━━ DOCUMENT ━━
Re: saturation rendering
Re: saturation rendering
- Subject: Re: saturation rendering
- From: Graeme Gill <email@hidden>
- Date: Sat, 16 Sep 2006 11:43:04 +1000
eugene appert wrote:
The following two sentences, both from definitions of saturation rendering
> intent have lead to discordant understandings among my
colleagues. The first is "Saturation just tries to
> produce vivid colours" from Fraser, Murphy Bunting, and
> the second, "Saturation requests a highly saturated rendering"
> from Adobe Help. Both of these phrases seem to be saying that
> source colours will be more saturated in the
target space. Among us there are those who believe that
> saturation rendering realigns and compresses the entire
> space to maintant visual relationships based on saturation much
> like perceptual does with tint, and others who believe this
> rendering intent increases colour saturation.
Can anyone straighten us out?
The answer is that the saturation intent rendering of a particular
profile depends on the profile making software and the options
chosen at the time it was made. The ICC specification does
not pin down a precise algorithm, so it is up to the ideas
and inventiveness of the authors of the profiling software.
━━━
▶ **REQUIRED WORK**:
a – In the message about saturation rendering, rewrite the paragraph beginning "The answer is that the saturation intent rendering" more briefly, keeping its main facts.
b – Say whether each statement agrees with the message about saturation rendering. Answer yes or no, and quote the words of the message that decide it.
(i) The definition cited from Adobe Help describes saturation as requesting a highly saturated rendering.
(ii) The ICC specification sets out a precise algorithm for the saturation intent.
(iii) The reply was sent on a Sunday.
c – Carry on the message about saturation rendering, starting after its final sentence.
━━ GIVEN ENTRIES ━━
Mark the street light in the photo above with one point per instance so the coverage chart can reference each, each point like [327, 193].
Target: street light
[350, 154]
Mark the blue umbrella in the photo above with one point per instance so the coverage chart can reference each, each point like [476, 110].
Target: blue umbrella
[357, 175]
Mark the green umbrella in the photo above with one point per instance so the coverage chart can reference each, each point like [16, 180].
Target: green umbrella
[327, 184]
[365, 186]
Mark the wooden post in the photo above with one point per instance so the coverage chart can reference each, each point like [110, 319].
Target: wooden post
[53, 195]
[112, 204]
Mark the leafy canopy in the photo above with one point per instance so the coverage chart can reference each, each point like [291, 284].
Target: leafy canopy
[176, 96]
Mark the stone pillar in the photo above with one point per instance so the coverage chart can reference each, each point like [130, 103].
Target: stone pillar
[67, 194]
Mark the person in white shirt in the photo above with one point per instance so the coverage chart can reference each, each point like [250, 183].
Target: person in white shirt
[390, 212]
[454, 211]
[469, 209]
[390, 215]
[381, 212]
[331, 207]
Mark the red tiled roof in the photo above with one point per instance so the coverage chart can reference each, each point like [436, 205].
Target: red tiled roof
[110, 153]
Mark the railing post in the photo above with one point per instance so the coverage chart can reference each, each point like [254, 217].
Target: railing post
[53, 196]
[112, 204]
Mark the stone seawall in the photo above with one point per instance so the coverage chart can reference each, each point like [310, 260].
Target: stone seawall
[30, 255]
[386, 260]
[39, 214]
━━━
━━ GIVEN ENTRIES ━━
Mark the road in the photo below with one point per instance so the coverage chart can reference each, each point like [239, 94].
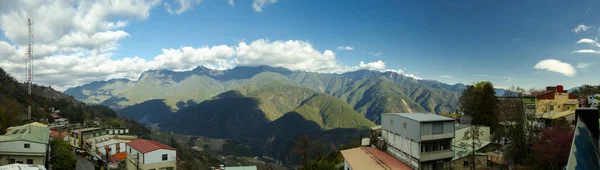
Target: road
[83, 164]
━━━
▶ **TASK RESPONSES**:
a – How a profile renders the saturation intent depends on the profiling software and the options selected when the profile was created. The ICC specification does not define an exact algorithm, so the method is left to the authors of the profiling software.

b –
(i) Yes: "Saturation requests a highly saturated rendering"
(ii) No: "The ICC specification does not pin down a precise algorithm"
(iii) No: "Sat, 16 Sep 2006 11:43:04 +1000"

c –
From the ICC V4.2 spec:
"0.3 Rendering intents
The colour rendering of the perceptual and saturation rendering intents
is vendor specific. The former, which is useful for general reproduction
of pictorial images, typically includes tone scale adjustments to map the
dynamic range of one medium to that of another, and gamut warping to deal
with gamut mismatches. The latter, which is useful for images which contain
objects such as charts or diagrams, usually involves compromises such as
trading off preservation of hue in order to preserve the vividness of pure
colours."
and
"6.2.5 Saturation intent
The exact gamut mapping of the saturation intent is vendor specific and involves
compromises such as trading off preservation of hue in order to preserve the
vividness of pure colours."
While some profile makers create saturation intents transformations that
are only good for charts (because they distort the color space too
severely or abruptly to be usable with images), others provide
gamut expansion (expanding the source gamut in areas where the
destination gamut is larger) and even saturation enhancement
while maintaining a smooth mapping, resulting in a saturation
intent that is perfectly usable for pictorial images as well as
charts.
Graeme Gill.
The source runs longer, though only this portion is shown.